### Work item
Write out again, exactly as they stand, the line that includes "Does it contain any turquoise" and all remaining lines of the entries.

### Dataset extract
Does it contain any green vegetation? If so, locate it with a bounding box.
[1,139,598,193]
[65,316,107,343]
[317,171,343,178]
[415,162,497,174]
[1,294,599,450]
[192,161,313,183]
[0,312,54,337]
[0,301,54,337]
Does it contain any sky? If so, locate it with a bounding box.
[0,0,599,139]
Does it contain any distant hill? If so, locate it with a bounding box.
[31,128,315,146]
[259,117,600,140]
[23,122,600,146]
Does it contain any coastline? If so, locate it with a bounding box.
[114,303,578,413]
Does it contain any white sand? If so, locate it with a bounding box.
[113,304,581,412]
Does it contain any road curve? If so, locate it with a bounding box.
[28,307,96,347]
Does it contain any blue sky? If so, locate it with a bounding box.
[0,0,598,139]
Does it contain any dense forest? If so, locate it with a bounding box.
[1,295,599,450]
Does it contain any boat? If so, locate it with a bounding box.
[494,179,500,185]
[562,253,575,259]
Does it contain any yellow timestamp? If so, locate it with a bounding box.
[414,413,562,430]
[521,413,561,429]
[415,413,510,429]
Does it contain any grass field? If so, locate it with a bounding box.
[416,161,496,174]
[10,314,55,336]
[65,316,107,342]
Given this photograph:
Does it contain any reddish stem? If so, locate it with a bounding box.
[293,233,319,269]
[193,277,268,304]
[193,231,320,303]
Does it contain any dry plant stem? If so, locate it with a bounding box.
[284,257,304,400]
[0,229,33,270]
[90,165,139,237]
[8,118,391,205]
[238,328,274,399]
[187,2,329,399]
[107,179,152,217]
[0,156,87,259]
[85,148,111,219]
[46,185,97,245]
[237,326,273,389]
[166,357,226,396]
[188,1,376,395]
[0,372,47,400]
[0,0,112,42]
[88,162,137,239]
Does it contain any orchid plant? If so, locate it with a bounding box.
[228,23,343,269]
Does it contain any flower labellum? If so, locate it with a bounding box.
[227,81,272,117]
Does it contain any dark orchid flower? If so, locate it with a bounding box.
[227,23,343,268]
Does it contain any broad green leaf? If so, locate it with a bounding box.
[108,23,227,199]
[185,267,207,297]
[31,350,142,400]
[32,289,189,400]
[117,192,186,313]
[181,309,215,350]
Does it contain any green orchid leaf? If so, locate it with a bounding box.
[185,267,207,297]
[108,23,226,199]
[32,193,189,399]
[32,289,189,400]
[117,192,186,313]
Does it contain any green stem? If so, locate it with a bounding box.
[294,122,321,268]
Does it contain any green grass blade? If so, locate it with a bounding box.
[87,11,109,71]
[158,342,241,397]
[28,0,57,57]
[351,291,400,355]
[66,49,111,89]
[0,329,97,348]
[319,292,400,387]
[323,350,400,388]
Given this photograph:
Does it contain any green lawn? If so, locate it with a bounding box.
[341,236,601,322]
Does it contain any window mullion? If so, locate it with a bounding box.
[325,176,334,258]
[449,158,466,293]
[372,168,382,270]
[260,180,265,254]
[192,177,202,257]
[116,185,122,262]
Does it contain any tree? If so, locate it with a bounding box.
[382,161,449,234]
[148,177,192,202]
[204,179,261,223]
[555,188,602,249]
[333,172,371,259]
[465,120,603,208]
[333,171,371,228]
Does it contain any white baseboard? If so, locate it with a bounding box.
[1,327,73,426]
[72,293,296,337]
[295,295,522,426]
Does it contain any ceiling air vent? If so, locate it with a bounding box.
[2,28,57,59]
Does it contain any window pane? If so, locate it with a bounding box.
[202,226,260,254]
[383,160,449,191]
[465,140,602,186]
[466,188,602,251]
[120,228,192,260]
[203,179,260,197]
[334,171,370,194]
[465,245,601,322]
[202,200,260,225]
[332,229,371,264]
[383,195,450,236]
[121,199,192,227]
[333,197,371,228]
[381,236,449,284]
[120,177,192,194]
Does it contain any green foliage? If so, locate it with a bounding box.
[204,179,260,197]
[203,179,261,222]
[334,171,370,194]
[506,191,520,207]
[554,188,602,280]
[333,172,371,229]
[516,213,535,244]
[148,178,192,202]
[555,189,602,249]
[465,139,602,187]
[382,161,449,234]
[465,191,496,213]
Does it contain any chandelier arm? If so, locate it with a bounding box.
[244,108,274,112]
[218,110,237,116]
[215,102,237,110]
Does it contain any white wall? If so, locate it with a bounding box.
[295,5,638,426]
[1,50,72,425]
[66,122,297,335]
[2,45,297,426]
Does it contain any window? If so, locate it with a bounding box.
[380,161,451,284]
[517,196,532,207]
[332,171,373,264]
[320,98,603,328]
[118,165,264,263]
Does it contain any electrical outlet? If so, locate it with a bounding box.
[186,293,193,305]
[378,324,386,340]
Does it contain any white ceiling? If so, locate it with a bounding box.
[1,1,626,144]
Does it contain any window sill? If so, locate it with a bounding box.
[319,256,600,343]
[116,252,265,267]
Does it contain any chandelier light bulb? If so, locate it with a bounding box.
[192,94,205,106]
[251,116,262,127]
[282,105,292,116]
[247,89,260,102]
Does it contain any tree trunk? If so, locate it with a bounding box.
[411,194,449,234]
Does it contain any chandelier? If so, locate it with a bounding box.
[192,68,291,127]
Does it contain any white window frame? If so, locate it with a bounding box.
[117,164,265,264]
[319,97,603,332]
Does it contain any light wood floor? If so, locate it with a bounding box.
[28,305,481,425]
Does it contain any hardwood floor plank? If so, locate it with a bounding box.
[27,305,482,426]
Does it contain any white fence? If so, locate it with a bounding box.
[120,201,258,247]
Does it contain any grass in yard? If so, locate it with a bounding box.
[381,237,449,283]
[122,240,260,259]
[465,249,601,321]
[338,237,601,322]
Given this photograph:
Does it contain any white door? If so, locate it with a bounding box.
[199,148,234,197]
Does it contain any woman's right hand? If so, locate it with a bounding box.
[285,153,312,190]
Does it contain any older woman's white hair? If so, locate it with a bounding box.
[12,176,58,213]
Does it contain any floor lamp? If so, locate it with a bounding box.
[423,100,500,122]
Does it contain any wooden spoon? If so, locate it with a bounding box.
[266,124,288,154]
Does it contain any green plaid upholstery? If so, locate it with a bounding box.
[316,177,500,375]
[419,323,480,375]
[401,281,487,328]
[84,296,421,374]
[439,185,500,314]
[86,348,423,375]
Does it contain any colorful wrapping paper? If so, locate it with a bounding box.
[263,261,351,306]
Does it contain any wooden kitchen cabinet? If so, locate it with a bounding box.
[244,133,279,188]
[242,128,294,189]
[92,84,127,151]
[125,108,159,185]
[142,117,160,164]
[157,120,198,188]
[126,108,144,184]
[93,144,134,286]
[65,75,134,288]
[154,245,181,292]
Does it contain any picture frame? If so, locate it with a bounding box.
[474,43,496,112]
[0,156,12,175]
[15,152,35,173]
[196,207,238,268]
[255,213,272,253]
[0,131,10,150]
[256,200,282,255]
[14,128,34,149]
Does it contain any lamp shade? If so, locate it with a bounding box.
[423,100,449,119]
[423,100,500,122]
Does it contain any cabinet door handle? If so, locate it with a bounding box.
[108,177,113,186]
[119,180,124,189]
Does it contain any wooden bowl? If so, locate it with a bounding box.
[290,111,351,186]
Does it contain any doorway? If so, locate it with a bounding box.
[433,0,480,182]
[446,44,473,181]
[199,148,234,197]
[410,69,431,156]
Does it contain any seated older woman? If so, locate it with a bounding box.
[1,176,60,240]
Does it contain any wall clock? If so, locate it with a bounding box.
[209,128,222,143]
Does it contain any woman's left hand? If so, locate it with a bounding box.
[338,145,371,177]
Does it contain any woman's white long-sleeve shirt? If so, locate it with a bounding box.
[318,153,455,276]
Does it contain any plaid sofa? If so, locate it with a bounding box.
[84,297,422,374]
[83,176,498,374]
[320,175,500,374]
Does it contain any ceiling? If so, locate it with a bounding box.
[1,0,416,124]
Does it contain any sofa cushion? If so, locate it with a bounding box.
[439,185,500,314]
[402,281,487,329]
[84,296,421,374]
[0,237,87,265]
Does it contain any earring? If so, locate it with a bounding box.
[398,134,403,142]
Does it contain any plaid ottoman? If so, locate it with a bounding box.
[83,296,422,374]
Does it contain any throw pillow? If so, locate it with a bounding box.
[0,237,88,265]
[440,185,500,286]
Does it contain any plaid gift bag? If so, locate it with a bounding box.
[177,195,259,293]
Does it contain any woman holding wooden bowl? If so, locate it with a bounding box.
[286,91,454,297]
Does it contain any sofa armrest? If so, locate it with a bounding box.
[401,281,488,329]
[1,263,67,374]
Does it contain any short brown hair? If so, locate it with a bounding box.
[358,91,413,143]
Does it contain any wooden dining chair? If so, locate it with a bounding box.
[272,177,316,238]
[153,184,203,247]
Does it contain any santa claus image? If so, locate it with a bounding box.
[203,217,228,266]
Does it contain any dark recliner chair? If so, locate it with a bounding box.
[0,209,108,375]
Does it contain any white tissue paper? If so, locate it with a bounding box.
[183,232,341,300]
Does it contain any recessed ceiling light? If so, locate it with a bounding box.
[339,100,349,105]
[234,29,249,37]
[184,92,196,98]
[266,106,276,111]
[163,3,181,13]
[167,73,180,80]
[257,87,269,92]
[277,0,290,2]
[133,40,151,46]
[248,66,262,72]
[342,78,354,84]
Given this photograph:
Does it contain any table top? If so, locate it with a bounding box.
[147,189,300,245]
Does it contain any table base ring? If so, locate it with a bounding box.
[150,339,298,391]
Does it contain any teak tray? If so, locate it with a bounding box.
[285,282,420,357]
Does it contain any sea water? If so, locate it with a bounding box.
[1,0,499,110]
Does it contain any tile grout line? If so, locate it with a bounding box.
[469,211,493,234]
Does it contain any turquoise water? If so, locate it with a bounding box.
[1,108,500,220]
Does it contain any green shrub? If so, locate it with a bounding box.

### Response to this exercise
Does it contain any turquoise water? If so, locate it with a bounding box.
[1,108,500,220]
Does it contain any green shrub? If so, locate it with a bounding box.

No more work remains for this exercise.